Exercise aim: The reply should contain each record below, returned exactly as given.

Dataset entries:
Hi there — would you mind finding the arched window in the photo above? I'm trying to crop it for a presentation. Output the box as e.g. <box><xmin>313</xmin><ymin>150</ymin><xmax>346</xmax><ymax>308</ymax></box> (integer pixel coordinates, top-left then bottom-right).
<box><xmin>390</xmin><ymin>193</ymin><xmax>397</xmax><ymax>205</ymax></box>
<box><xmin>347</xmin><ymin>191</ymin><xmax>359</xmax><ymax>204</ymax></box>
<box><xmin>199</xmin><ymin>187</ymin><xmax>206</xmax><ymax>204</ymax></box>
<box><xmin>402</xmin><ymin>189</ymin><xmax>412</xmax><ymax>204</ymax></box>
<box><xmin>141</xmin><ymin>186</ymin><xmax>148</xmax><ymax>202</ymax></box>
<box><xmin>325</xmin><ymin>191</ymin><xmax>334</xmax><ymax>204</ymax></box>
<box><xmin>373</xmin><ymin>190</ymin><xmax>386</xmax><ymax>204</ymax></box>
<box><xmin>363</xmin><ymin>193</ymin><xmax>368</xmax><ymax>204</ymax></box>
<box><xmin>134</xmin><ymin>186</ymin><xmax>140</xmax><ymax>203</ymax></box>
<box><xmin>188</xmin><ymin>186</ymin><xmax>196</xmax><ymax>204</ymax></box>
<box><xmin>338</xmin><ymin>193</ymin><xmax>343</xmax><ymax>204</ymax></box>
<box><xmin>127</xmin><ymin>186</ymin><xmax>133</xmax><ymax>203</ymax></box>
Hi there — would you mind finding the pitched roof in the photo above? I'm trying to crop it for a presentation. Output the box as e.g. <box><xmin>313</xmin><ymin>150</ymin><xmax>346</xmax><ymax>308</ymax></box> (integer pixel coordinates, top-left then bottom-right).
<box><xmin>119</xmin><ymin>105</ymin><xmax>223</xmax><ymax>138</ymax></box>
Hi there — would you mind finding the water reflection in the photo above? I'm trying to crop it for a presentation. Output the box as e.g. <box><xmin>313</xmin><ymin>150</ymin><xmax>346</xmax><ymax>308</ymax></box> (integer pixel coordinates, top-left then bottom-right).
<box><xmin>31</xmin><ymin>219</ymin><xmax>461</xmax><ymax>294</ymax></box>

Your response:
Hi there — would you mind finding the arched window in the photo above? I'm trying to crop it for a presentation. Output the box as e.g. <box><xmin>313</xmin><ymin>150</ymin><xmax>346</xmax><ymax>308</ymax></box> (integer pixel coordinates, top-left then bottom-right).
<box><xmin>390</xmin><ymin>193</ymin><xmax>397</xmax><ymax>205</ymax></box>
<box><xmin>347</xmin><ymin>191</ymin><xmax>359</xmax><ymax>204</ymax></box>
<box><xmin>199</xmin><ymin>187</ymin><xmax>206</xmax><ymax>204</ymax></box>
<box><xmin>402</xmin><ymin>189</ymin><xmax>412</xmax><ymax>204</ymax></box>
<box><xmin>141</xmin><ymin>186</ymin><xmax>148</xmax><ymax>202</ymax></box>
<box><xmin>325</xmin><ymin>191</ymin><xmax>334</xmax><ymax>204</ymax></box>
<box><xmin>373</xmin><ymin>190</ymin><xmax>386</xmax><ymax>204</ymax></box>
<box><xmin>363</xmin><ymin>193</ymin><xmax>368</xmax><ymax>204</ymax></box>
<box><xmin>134</xmin><ymin>186</ymin><xmax>140</xmax><ymax>203</ymax></box>
<box><xmin>188</xmin><ymin>186</ymin><xmax>196</xmax><ymax>204</ymax></box>
<box><xmin>338</xmin><ymin>193</ymin><xmax>343</xmax><ymax>204</ymax></box>
<box><xmin>127</xmin><ymin>186</ymin><xmax>133</xmax><ymax>203</ymax></box>
Hi there — would you mind finding the pitched roof in the photo above? I'm trying to crop it for a presentation. Output the box as e.g. <box><xmin>313</xmin><ymin>150</ymin><xmax>346</xmax><ymax>308</ymax></box> (integer pixel coordinates, top-left then bottom-right).
<box><xmin>119</xmin><ymin>105</ymin><xmax>223</xmax><ymax>138</ymax></box>
Hi there — would you mind finding the water reflection in the photo above? I'm trying to crop it for a presentation. Output the box as e.g. <box><xmin>313</xmin><ymin>150</ymin><xmax>346</xmax><ymax>308</ymax></box> (integer pixel coordinates, top-left then bottom-right).
<box><xmin>31</xmin><ymin>219</ymin><xmax>461</xmax><ymax>294</ymax></box>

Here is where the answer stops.